TASK TO COMPLETE
Exactly as given, repeat all of the entries.

** start of MATERIAL FOR THIS TASK **

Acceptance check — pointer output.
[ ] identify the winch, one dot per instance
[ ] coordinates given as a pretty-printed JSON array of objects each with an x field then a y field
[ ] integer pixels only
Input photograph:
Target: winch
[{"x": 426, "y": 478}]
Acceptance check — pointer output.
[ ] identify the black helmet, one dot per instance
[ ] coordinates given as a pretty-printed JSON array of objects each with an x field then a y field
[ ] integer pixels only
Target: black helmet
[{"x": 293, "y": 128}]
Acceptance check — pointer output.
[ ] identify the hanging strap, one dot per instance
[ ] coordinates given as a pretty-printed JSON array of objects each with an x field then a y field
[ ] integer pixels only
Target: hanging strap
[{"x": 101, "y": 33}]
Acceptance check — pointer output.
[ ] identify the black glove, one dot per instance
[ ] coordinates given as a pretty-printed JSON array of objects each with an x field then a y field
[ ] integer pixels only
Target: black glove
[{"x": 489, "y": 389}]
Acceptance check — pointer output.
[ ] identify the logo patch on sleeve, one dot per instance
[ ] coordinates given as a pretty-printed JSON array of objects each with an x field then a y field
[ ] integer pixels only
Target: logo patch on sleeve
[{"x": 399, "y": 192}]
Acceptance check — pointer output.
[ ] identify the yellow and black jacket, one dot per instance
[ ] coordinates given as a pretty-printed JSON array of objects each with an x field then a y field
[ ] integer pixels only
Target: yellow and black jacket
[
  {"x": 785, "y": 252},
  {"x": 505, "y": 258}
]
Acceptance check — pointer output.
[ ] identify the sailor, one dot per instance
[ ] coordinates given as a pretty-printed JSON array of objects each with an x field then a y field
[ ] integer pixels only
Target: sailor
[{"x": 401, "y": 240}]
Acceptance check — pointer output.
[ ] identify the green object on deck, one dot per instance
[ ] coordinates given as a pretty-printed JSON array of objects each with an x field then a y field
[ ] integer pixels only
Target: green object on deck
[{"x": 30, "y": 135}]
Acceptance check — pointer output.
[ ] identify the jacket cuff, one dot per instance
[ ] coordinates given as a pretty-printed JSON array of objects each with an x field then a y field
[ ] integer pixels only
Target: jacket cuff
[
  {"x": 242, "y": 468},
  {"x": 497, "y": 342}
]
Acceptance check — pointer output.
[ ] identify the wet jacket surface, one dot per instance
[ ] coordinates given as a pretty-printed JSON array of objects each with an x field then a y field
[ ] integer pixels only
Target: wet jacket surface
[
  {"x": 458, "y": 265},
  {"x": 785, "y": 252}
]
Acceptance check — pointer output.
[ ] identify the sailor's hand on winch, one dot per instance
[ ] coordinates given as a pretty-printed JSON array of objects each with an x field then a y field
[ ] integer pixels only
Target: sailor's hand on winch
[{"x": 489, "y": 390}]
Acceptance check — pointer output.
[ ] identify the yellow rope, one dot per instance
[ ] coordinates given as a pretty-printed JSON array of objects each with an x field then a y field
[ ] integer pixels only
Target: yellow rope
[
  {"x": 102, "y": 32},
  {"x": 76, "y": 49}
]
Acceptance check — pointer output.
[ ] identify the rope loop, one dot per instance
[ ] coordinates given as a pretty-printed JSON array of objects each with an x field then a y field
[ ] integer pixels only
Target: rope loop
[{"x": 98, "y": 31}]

** end of MATERIAL FOR THIS TASK **

WRITTEN ANSWER
Acceptance check — pointer output.
[ ] identify the winch, one dot per instance
[ ] coordinates given as a pretty-printed JSON array of objects each with an x field then a y field
[ ] integer pixels only
Input photograph:
Target: winch
[{"x": 426, "y": 478}]
Acceptance check — pointer output.
[ ] identify the black helmet, one dot per instance
[ ] coordinates given as a pretty-printed JSON array of objects each with an x field then a y field
[ ] integer pixels only
Target: black helmet
[{"x": 293, "y": 128}]
Acceptance check — pointer output.
[ ] identify the hanging strap, one dot per instance
[ ] coordinates given as a pretty-printed JSON array of objects each with an x field then a y field
[ ] integer pixels only
Target: hanging strap
[{"x": 101, "y": 33}]
Acceptance check — pointer output.
[ ] identify the black glove, one dot per instance
[ ] coordinates given as a pretty-printed JSON array of objects each with an x field then a y field
[ ] integer pixels only
Target: black glove
[{"x": 489, "y": 389}]
Acceptance check — pointer output.
[ ] identify the logo patch on sleeve, one dot per instance
[ ] coordinates given as a pretty-printed JSON array of objects each with an x field then a y field
[ ] integer pixels only
Target: logo patch on sleeve
[{"x": 399, "y": 192}]
Acceptance check — pointer output.
[ ] identify the yellow and black jacket, one dot per instance
[ ] coordinates given as a pretty-printed JSON array of objects each with an x field then a y field
[ ] integer pixels only
Target: yellow and black jacket
[
  {"x": 785, "y": 252},
  {"x": 505, "y": 258}
]
Acceptance check — pointer output.
[ ] identify the sailor, one dot per instance
[ ] coordinates given as a pretty-printed JSON array of objects each with an x field then a y field
[ ] integer pixels only
Target: sailor
[{"x": 401, "y": 240}]
Acceptance check — pointer output.
[ ] identify the green object on deck, one dot per instance
[ ] coordinates given as a pretty-printed JSON array of objects each with an x field then a y field
[ ] integer pixels only
Target: green object on deck
[{"x": 30, "y": 135}]
Acceptance check — pointer output.
[ ] identify the jacket cuff, one dot per instance
[ ] coordinates given as a pretty-printed JSON array of objects each with an x field then a y field
[ ] integer pixels only
Target: jacket cuff
[
  {"x": 242, "y": 468},
  {"x": 497, "y": 342}
]
Acceptance check — pointer output.
[ ] identify the wet jacket surface, one dot per instance
[ ] coordinates given as a pretty-printed JSON array of objects each with an x field then a y field
[ ] integer pixels only
Target: wet jacket surface
[
  {"x": 458, "y": 265},
  {"x": 785, "y": 252}
]
Acceptance check — pointer output.
[ ] identify the sailor's hand on winch, one dot per instance
[ ] coordinates given as a pretty-printed JSON array of objects each with an x field then a y field
[ ] integer pixels only
Target: sailor's hand on winch
[{"x": 489, "y": 390}]
Acceptance check — pointer output.
[ ] identify the yellow rope, one dot per instance
[ ] coordinates given as a pretty-printed JSON array of objects each with an x field then a y field
[ ] integer pixels only
Target: yellow rope
[
  {"x": 102, "y": 32},
  {"x": 76, "y": 49}
]
Acceptance check — pointer output.
[ ] identify the rope loop, one dot per instance
[ ] coordinates given as a pretty-printed JSON array of objects each with an x field then a y field
[ ] integer pixels only
Target: rope loop
[{"x": 98, "y": 31}]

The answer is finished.